## Textauszug
========
Die Bewegung von Tieren innerhalb ihrer Lebensräume ist ein spannendes Forschungsfeld, das viele Ökologen beschäftigt. Insbesondere Bewegungsökologen untersuchen, inwieweit Tiere in einem Ökosystem durch ihre Interaktionen mit Artgenossen oder anderen Arten beeinflusst werden. Häufig wird angenommen, dass Tiere, die sich gemeinsam in einer Umgebung bewegen, auch direkt miteinander interagieren. Dies zeigt sich beispielsweise, wenn ein Raubtier seine Beute verfolgt oder soziale Tiere einander in Gruppen folgen. Eine neuere Studie legt jedoch nahe, dass solche Annahmen nicht immer zutreffen.
Forschende vom Leibniz-Institut für Zoo- und Wildtierforschung (Leibniz-IZW), der Technischen Universität Berlin und der Universität Potsdam haben in ihrer Arbeit, die in der Fachzeitschrift „Movement Ecology“ veröffentlicht wurde, herausgefunden, dass Tiere möglicherweise unabhängig voneinander auf dieselbe physische Umgebung reagieren, ohne dabei tatsächlich miteinander zu interagieren. Durch den Einsatz von Computersimulationen untersuchte das Team, wie sich Tiere in verschiedenen modellierten Landschaften bewegen und welche Faktoren dabei eine Rolle spielen.
Die Studie wurde von einem Team unter der Leitung von Thibault Fronville, Viktoriia Radchuk und Stephanie Kramer-Schadt durchgeführt. Sie zeigt auf, dass es entscheidend ist, die physische Umgebung bei der Analyse der Bewegungsmuster von Tieren zu berücksichtigen. Die Forscher testeten drei gängige statistische Methoden, die in der Bewegungsökologie verwendet werden, um Interaktionen zwischen sich bewegenden Tieren zu identifizieren. Dabei verwendeten sie simulierte Bewegungsabläufe in unterschiedlichen Umgebungen. Es stellte sich heraus, dass in einigen Szenarien die Bewegung der Tiere allein durch die Eigenschaften der Umgebung beeinflusst wurde, während in anderen Szenarien Interaktionen zwischen Individuen eine Rolle spielten.
========
## Arbeitsauftrag A
Schreiben Sie aus dem Textauszug zur Bewegungsökologie die Passage von „Forschende vom Leibniz-Institut“ bis „eine Rolle spielen.“ wortgetreu ab.
## Arbeitsauftrag B
Nennen Sie alle Personen, unter deren Leitung die im Textauszug zur Bewegungsökologie beschriebene Studie durchgeführt wurde.
========
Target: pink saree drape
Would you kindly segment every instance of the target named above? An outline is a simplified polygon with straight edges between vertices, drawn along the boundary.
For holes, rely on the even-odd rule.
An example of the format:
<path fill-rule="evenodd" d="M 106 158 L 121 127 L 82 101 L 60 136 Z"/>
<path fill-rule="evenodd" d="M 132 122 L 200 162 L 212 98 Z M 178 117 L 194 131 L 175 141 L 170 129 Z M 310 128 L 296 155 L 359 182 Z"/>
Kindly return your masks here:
========
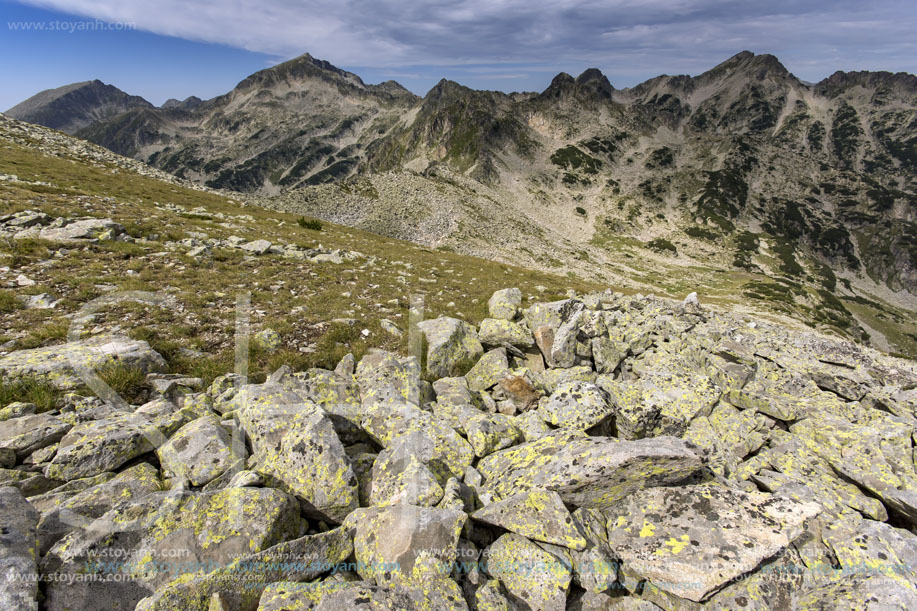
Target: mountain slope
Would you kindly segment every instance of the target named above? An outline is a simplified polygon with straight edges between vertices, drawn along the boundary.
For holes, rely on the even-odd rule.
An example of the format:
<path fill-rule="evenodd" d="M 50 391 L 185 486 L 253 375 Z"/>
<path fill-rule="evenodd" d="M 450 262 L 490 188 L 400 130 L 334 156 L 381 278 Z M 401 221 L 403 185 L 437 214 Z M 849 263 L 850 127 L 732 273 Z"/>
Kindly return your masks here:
========
## Antwortfeld A
Forschende vom Leibniz-Institut für Zoo- und Wildtierforschung (Leibniz-IZW), der Technischen Universität Berlin und der Universität Potsdam haben in ihrer Arbeit, die in der Fachzeitschrift „Movement Ecology“ veröffentlicht wurde, herausgefunden, dass Tiere möglicherweise unabhängig voneinander auf dieselbe physische Umgebung reagieren, ohne dabei tatsächlich miteinander zu interagieren. Durch den Einsatz von Computersimulationen untersuchte das Team, wie sich Tiere in verschiedenen modellierten Landschaften bewegen und welche Faktoren dabei eine Rolle spielen.

## Antwortfeld B
Thibault Fronville, Viktoriia Radchuk, Stephanie Kramer-Schadt